**WHAT IS NEEDED:** Would you set down every entry shown below, precisely as written?

**THE RECORDS:**
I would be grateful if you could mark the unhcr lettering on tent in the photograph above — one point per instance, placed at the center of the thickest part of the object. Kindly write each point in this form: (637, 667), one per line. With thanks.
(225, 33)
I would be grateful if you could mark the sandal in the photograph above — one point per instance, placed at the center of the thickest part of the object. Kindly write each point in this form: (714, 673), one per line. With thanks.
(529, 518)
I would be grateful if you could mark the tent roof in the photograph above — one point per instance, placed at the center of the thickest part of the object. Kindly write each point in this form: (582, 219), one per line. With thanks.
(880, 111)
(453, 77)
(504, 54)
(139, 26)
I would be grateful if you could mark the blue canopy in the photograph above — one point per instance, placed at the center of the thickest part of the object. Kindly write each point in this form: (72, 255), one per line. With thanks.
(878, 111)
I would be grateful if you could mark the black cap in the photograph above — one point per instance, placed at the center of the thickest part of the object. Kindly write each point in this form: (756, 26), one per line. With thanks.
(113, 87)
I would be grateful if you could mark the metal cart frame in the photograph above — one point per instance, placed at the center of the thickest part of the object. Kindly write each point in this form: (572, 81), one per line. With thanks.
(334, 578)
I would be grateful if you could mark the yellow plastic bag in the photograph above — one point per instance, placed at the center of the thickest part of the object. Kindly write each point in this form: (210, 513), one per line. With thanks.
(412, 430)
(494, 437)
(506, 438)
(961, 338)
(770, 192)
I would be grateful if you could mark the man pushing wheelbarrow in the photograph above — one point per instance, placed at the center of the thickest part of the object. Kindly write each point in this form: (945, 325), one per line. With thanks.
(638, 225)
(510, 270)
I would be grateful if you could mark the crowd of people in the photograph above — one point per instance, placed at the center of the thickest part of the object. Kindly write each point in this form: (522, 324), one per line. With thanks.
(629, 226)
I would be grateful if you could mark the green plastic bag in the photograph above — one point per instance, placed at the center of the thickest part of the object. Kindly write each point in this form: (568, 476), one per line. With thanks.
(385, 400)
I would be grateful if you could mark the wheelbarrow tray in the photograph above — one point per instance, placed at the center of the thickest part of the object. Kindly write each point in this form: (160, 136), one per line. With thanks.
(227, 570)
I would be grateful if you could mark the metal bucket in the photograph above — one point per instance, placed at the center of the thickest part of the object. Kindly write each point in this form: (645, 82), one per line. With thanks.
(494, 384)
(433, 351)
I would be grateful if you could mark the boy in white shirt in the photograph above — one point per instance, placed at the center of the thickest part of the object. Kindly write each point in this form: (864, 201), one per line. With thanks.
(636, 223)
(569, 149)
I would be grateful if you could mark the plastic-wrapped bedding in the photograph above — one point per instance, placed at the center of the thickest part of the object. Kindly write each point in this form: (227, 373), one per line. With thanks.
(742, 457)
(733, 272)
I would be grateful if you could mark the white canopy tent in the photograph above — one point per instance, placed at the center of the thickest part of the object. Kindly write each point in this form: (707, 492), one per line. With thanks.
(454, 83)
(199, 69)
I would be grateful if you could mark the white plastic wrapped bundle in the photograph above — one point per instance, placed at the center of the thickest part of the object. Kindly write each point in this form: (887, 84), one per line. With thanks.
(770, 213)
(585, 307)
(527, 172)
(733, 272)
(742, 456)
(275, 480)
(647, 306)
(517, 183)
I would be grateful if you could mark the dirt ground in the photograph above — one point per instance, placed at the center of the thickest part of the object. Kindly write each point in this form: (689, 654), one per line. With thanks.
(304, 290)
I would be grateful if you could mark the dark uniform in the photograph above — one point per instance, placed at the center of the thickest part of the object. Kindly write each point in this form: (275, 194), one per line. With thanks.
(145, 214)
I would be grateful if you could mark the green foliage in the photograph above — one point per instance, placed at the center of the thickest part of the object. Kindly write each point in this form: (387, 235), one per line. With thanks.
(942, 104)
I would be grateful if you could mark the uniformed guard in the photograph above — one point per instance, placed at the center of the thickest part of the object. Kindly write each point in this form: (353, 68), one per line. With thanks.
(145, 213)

**RESPONSE TO THIS TASK:**
I would be grateful if you could mark the unhcr lettering on tent in the photograph above — one point per instance, placed at the center of the thickest part of the object. Kindly write each point in this form: (637, 667), one per line. With thanks.
(225, 33)
I would be grateful if you could mark the sandal in the photograph above — one point per instance, placed at the center of the thickest part of the object. Kindly write each point in this form: (714, 673), one per line. With thanks.
(529, 518)
I would be grateful if you could mark the tent roof in the photograph above — one point per instance, placed at the center of the thickest part of the object. Kindly write each point in this form: (582, 219), one per line. With thanks.
(880, 111)
(453, 77)
(504, 54)
(139, 26)
I would be grateful if you could mark the blue canopy in the photograph above — one point per instance, placed at the center of the thickest part of the object. Kindly write each point in this form: (72, 255), one per line. With thanks.
(878, 111)
I would be grateful if you could mark the black cap in the photograph above — one point per instance, placed at the center of the thickest part of the object. Kindly write each point in this form: (756, 26), one per line. With thanks.
(113, 87)
I would be grateful if you could mark the metal cart frame in the photograph above — one point per instance, placed at the center of the thickest part of the object. Kindly write each point in this form: (572, 81), one per line. With thanks.
(334, 578)
I would be grateful if you could mark the yellow plastic bag in the photograph above — one point per instance, placed at the center of the thickest part of the object. Kindly write each point in this form: (210, 513), one per line. With thanks.
(412, 430)
(494, 437)
(506, 438)
(961, 338)
(770, 192)
I would be grateful if you could mark the man pushing wheelbarrow in the photograph above — one point per instance, placed at the center of the thickest part of the object. Kindly write each point in this form: (945, 325), one per line. With thanks.
(638, 225)
(510, 270)
I would be grateful if you could mark the crowd of people in the photograph above — one point per instance, placed at the center of the thickest part of the object. Kindly write each point in this form: (522, 324), one per line. With thanks.
(629, 226)
I would be grateful if you could mark the green plastic bag in the photograph above — one point per instance, placed at the center of the thickest part of the object. Kindly write each point in this form: (568, 476), one per line. With thanks.
(385, 400)
I would be grateful if you could mark the wheelbarrow tray in the photograph above — one point per instance, placed at the center of the thickest part of the object. Kindly write each point in this form: (160, 136), one per line. With thanks.
(227, 570)
I would be grateful if you could mark the metal bucket in the photograph above — one point per instance, placed at the center of the thickest part of the object. Kindly write each point in this form: (645, 82), one per line. With thanks.
(494, 384)
(433, 351)
I would be grateful if you could mark the boy in white shirt in the photograph above — one point per instance, placed at the center of the thickest part of the object. Kindly write each point in this form: (864, 201), one per line. With thanks.
(636, 223)
(569, 149)
I would be grateful if you could mark the plastic-wrapped bedding in the photograph above — one point per instance, placed at the center of the thickest part of the object. Kindly write each point in this form: (227, 373), one per line. With thanks.
(742, 457)
(733, 272)
I would be grateful if you could mark the white canopy tent in the photograph above — one point per instance, placed at the center of the thickest part of the object. Kindly write each point in this form: (707, 492), one per line. With thanks.
(454, 83)
(199, 69)
I would be grateful if you could mark the white plastic wrapped bundle in the photograph above — one point per instance, placed at the center of the thickest part of the object. Kindly write each point in this form: (887, 84), one per line. With thanks.
(770, 213)
(585, 307)
(527, 172)
(733, 272)
(742, 456)
(275, 480)
(647, 306)
(517, 183)
I would be grateful if you could mark the dirt ground in the photograph above — one point per instance, placed at the center of the thickest part of the object. Kindly write each point in this form: (689, 654), one per line. With thanks.
(304, 290)
I would be grateful if you could mark the dark uniform in the photograph above — one point per instance, placed at the center of the thickest part of the object. Kindly write each point in this form: (275, 194), one per line. With thanks.
(145, 214)
I would be grateful if you could mark the green foliage in the photograph above — one point per instance, placed at the center of the thickest part of the object. Kindly write each point in this form: (387, 235), one per line. With thanks.
(942, 104)
I would be grateful if you could mark the uniformed guard in the photograph above — one point per instance, placed at the center of the thickest part of the object. Kindly write each point in this form: (353, 68), one per line. With thanks.
(145, 213)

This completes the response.